*Exercise brief*.
Only the line with "Pick out every instance of the fuselage" and the lines after it, to the end of the data, should appear in the answer, each reproduced exactly.

+ + + + + + +

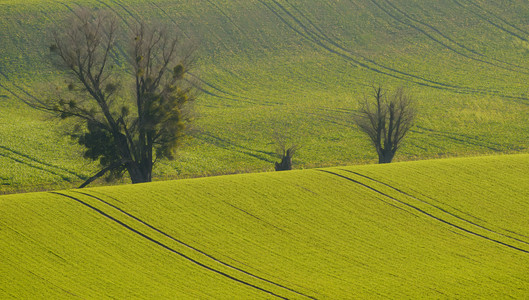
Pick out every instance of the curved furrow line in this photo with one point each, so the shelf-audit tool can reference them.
(325, 118)
(456, 43)
(115, 12)
(491, 22)
(384, 70)
(170, 18)
(134, 17)
(230, 146)
(230, 95)
(348, 55)
(498, 17)
(437, 207)
(462, 136)
(427, 213)
(34, 166)
(431, 37)
(42, 162)
(223, 13)
(145, 236)
(25, 101)
(463, 141)
(196, 249)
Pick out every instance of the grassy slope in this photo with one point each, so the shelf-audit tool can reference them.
(453, 228)
(296, 67)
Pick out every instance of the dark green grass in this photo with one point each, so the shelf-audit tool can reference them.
(297, 67)
(451, 228)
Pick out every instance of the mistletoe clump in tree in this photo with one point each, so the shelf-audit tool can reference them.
(127, 119)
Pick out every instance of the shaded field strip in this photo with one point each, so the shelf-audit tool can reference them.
(323, 40)
(42, 163)
(251, 215)
(228, 95)
(348, 55)
(35, 167)
(461, 45)
(167, 247)
(437, 207)
(193, 248)
(231, 146)
(427, 213)
(484, 18)
(464, 141)
(498, 17)
(435, 39)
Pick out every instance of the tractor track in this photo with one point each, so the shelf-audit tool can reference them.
(334, 48)
(14, 152)
(423, 212)
(191, 260)
(183, 244)
(437, 207)
(502, 65)
(484, 18)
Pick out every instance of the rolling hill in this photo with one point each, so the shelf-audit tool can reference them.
(451, 228)
(289, 66)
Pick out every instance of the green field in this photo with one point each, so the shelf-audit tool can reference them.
(290, 66)
(451, 228)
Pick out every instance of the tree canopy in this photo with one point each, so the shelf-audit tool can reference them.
(127, 117)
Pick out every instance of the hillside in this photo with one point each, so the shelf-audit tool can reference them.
(297, 67)
(453, 228)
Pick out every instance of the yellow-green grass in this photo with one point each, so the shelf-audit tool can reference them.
(293, 66)
(451, 228)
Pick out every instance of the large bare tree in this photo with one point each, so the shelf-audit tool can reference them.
(386, 120)
(130, 115)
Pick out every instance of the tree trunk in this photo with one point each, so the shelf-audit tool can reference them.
(385, 156)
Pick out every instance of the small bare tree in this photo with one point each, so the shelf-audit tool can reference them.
(126, 125)
(285, 152)
(386, 120)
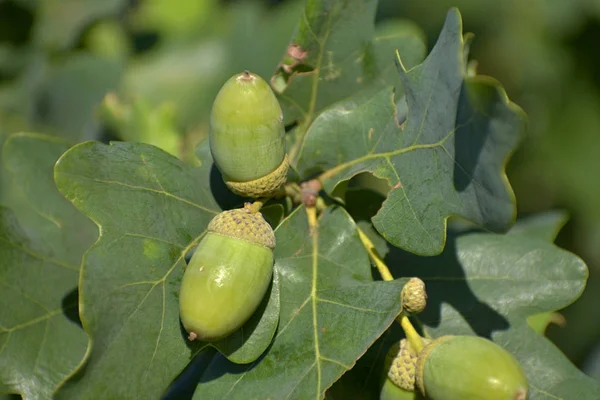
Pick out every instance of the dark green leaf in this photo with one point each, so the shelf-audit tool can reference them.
(41, 245)
(488, 284)
(151, 209)
(446, 159)
(338, 52)
(544, 225)
(331, 312)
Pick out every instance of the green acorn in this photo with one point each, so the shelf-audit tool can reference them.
(389, 391)
(469, 368)
(228, 274)
(247, 136)
(414, 296)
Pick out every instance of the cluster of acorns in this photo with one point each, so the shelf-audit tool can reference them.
(449, 367)
(231, 268)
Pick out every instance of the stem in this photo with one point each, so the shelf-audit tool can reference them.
(311, 213)
(320, 204)
(257, 205)
(412, 336)
(415, 340)
(381, 267)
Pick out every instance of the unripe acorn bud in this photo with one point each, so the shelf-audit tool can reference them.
(228, 275)
(400, 370)
(469, 368)
(247, 136)
(389, 391)
(414, 297)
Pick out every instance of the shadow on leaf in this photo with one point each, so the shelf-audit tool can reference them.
(70, 306)
(223, 196)
(444, 276)
(446, 282)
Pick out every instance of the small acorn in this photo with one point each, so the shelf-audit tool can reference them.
(389, 391)
(414, 296)
(469, 368)
(228, 274)
(400, 370)
(247, 136)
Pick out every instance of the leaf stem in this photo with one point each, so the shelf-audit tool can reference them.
(415, 340)
(384, 271)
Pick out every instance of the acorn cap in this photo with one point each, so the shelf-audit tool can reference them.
(402, 361)
(245, 224)
(469, 368)
(414, 296)
(261, 187)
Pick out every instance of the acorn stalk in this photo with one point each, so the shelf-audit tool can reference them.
(228, 275)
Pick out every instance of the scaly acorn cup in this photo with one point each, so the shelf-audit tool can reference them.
(247, 136)
(414, 297)
(469, 368)
(399, 373)
(228, 275)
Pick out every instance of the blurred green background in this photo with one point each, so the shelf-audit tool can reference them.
(163, 61)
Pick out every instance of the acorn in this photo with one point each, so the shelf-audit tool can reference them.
(414, 296)
(228, 274)
(469, 368)
(400, 370)
(389, 391)
(247, 136)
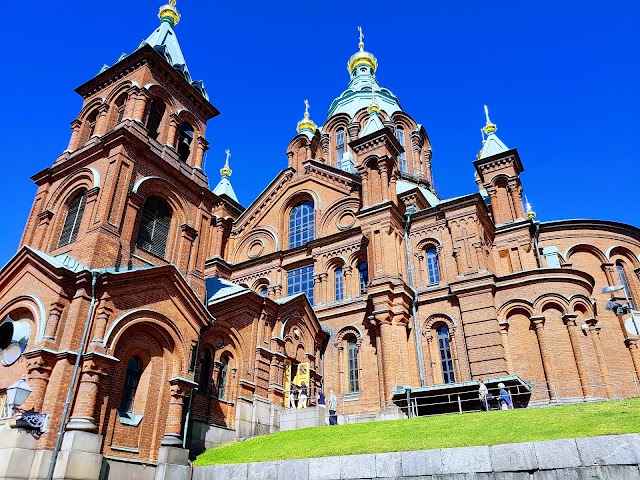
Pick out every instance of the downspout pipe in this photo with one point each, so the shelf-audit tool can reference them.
(407, 226)
(536, 234)
(203, 330)
(76, 368)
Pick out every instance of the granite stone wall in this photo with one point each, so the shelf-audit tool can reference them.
(605, 457)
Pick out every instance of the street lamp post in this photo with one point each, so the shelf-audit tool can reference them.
(616, 288)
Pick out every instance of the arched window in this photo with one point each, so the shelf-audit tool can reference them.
(339, 282)
(363, 272)
(91, 121)
(120, 106)
(154, 117)
(72, 220)
(625, 283)
(339, 146)
(402, 158)
(432, 266)
(131, 380)
(205, 372)
(185, 137)
(154, 227)
(222, 377)
(352, 349)
(445, 355)
(301, 224)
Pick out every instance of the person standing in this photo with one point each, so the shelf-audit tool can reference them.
(504, 398)
(333, 407)
(482, 395)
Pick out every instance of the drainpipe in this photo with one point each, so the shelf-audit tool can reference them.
(203, 330)
(71, 392)
(411, 209)
(536, 233)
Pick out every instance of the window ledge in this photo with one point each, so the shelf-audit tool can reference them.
(128, 418)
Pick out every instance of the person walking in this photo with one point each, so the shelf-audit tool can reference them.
(483, 394)
(504, 398)
(333, 407)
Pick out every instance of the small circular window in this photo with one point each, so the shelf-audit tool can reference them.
(14, 337)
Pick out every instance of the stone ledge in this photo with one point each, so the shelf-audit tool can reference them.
(611, 456)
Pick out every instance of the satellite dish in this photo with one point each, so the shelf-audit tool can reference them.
(14, 337)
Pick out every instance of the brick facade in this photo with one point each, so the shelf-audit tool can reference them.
(509, 303)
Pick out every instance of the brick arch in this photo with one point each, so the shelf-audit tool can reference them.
(622, 253)
(551, 300)
(348, 331)
(513, 307)
(166, 333)
(583, 247)
(164, 190)
(334, 211)
(82, 179)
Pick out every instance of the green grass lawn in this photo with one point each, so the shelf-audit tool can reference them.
(443, 431)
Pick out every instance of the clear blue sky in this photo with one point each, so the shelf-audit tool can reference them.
(561, 80)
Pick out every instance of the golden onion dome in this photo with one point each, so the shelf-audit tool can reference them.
(362, 57)
(306, 123)
(169, 13)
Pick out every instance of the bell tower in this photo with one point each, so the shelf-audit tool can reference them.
(129, 190)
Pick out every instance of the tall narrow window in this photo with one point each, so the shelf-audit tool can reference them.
(445, 355)
(339, 146)
(339, 281)
(154, 227)
(301, 280)
(72, 220)
(222, 377)
(131, 380)
(120, 105)
(432, 266)
(154, 117)
(301, 224)
(625, 283)
(205, 372)
(363, 272)
(352, 349)
(92, 118)
(184, 141)
(402, 158)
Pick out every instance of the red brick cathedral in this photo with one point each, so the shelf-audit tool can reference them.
(148, 313)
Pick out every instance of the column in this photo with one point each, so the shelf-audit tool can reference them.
(632, 344)
(569, 320)
(179, 389)
(602, 362)
(140, 106)
(39, 366)
(52, 322)
(84, 405)
(504, 335)
(201, 146)
(75, 133)
(538, 325)
(102, 120)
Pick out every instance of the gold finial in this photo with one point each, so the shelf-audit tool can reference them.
(361, 57)
(306, 123)
(361, 44)
(489, 128)
(224, 171)
(169, 13)
(529, 213)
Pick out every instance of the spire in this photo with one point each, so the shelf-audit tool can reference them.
(224, 185)
(362, 66)
(306, 125)
(491, 145)
(169, 13)
(529, 213)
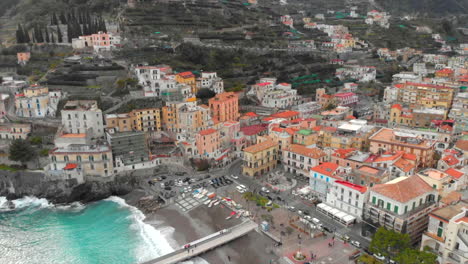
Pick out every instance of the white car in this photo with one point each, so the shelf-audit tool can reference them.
(356, 243)
(240, 189)
(379, 256)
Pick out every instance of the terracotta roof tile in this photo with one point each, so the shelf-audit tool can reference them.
(326, 168)
(314, 153)
(404, 190)
(261, 146)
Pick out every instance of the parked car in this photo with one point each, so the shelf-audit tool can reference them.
(355, 243)
(379, 256)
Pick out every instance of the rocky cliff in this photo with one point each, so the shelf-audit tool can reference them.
(14, 185)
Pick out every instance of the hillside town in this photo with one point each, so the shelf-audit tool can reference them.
(345, 163)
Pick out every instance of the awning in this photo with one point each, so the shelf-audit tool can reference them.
(70, 166)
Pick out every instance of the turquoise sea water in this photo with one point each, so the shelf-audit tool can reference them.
(107, 231)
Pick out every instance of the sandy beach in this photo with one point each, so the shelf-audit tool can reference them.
(203, 221)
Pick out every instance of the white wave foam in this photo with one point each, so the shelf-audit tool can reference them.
(157, 242)
(75, 206)
(31, 201)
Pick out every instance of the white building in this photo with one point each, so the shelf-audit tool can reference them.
(401, 205)
(82, 116)
(447, 233)
(347, 197)
(210, 80)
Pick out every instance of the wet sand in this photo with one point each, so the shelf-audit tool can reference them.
(203, 221)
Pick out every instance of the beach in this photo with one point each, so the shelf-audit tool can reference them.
(202, 221)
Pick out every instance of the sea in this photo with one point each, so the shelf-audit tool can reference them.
(108, 232)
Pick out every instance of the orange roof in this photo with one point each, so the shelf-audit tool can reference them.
(398, 106)
(343, 153)
(454, 173)
(462, 144)
(404, 190)
(326, 168)
(261, 146)
(82, 135)
(359, 188)
(314, 153)
(410, 156)
(185, 75)
(450, 160)
(70, 166)
(387, 156)
(251, 114)
(404, 165)
(207, 131)
(286, 114)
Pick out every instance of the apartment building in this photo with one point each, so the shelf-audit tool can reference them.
(148, 120)
(10, 131)
(401, 205)
(224, 107)
(260, 158)
(447, 233)
(300, 159)
(92, 160)
(82, 116)
(348, 197)
(387, 139)
(208, 143)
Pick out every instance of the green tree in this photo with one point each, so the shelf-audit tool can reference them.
(389, 243)
(414, 256)
(330, 106)
(59, 35)
(22, 151)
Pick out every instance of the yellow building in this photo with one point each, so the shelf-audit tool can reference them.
(401, 116)
(305, 137)
(260, 158)
(93, 160)
(421, 95)
(187, 78)
(148, 119)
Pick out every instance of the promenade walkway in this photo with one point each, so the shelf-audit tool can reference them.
(202, 245)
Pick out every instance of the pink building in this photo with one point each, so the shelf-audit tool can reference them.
(208, 143)
(345, 99)
(23, 57)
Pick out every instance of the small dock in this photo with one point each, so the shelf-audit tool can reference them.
(205, 244)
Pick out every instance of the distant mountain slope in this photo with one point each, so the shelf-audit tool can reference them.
(425, 7)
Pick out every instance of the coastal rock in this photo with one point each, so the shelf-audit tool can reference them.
(18, 184)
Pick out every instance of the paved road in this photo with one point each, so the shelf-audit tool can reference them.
(183, 254)
(354, 232)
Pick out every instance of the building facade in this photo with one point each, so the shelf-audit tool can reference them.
(82, 116)
(260, 158)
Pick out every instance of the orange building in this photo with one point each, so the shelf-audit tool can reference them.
(387, 139)
(224, 107)
(23, 57)
(445, 73)
(208, 142)
(187, 78)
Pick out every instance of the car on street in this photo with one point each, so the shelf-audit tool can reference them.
(379, 256)
(355, 243)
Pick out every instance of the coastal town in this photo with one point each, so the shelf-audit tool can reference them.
(302, 135)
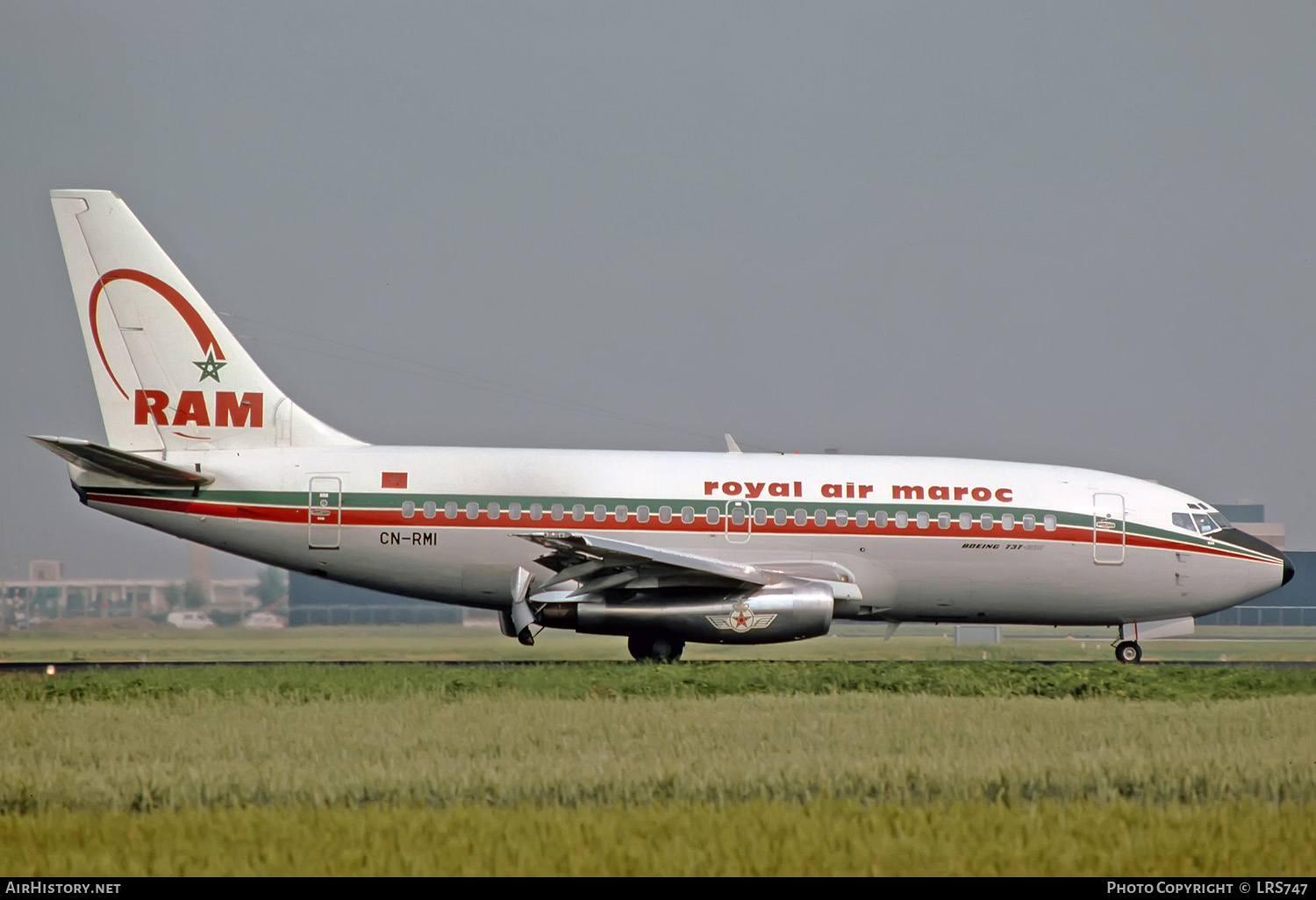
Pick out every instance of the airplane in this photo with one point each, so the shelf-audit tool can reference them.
(660, 547)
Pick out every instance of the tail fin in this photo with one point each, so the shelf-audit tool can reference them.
(168, 373)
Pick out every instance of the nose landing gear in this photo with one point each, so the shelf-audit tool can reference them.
(1128, 652)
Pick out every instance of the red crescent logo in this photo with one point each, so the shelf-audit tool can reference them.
(190, 316)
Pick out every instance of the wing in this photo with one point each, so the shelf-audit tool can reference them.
(120, 463)
(599, 563)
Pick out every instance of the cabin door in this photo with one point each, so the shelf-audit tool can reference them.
(739, 521)
(1108, 529)
(324, 513)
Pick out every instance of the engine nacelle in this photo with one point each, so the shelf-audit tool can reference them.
(773, 615)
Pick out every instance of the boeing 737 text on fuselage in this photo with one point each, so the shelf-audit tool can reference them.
(661, 547)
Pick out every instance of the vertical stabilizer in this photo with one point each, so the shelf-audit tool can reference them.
(168, 374)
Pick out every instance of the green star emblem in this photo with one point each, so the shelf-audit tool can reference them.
(210, 368)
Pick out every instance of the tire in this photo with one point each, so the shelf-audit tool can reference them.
(640, 646)
(1128, 652)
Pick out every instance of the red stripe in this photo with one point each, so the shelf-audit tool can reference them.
(394, 518)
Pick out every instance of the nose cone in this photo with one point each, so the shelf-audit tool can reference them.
(1255, 544)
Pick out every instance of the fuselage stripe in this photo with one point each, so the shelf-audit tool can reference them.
(394, 518)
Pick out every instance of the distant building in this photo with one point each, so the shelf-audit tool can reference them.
(318, 602)
(1294, 603)
(46, 594)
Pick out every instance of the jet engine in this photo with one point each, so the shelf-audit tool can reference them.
(771, 615)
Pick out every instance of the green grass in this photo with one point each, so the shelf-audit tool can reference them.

+ + + + + + +

*Finished exercise*.
Pick out every instance of the fuselage stripe in this photo with one point each, so the shelf-audit tool can reference them.
(394, 518)
Pick out every instance of the distant building in this photo with one point each, so the shelf-audit tool can reference them.
(318, 602)
(1294, 603)
(46, 594)
Pick out every instance of the jet engine in this photo with one point each, so the shelf-audit tool can reference them.
(771, 615)
Pick out every instance of the green grass in this photo with one point each, so the shelf-audit tool can reference them.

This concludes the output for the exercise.